What is needed:
Reproduce the records below verbatim, but omit the pictures.

[Excerpts of labeled region data]
⁂

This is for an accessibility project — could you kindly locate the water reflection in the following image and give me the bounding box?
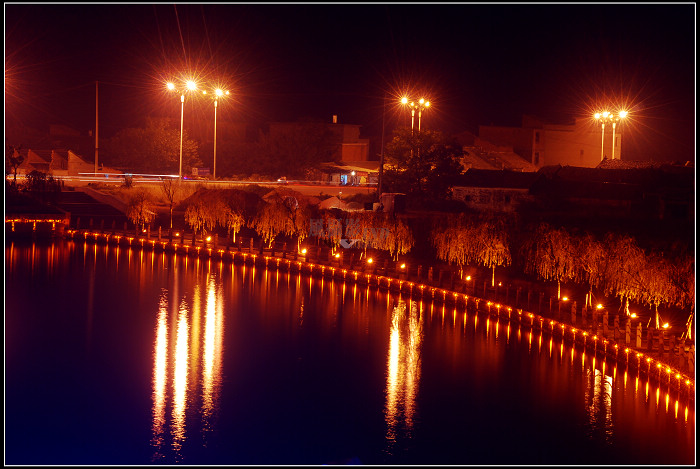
[151,292,168,460]
[151,266,224,462]
[384,298,423,455]
[585,364,613,443]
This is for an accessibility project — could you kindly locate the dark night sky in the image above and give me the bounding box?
[5,3,695,161]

⁂

The solution:
This is for an accessibility project — could you kindly locate the water reflection in the following image and give me the bounding box?
[151,292,168,460]
[151,266,224,462]
[384,298,423,455]
[585,364,613,443]
This is for an accessibility project — could you kindly locate the dark night sky in the image above and give me the bounding box?
[5,3,695,161]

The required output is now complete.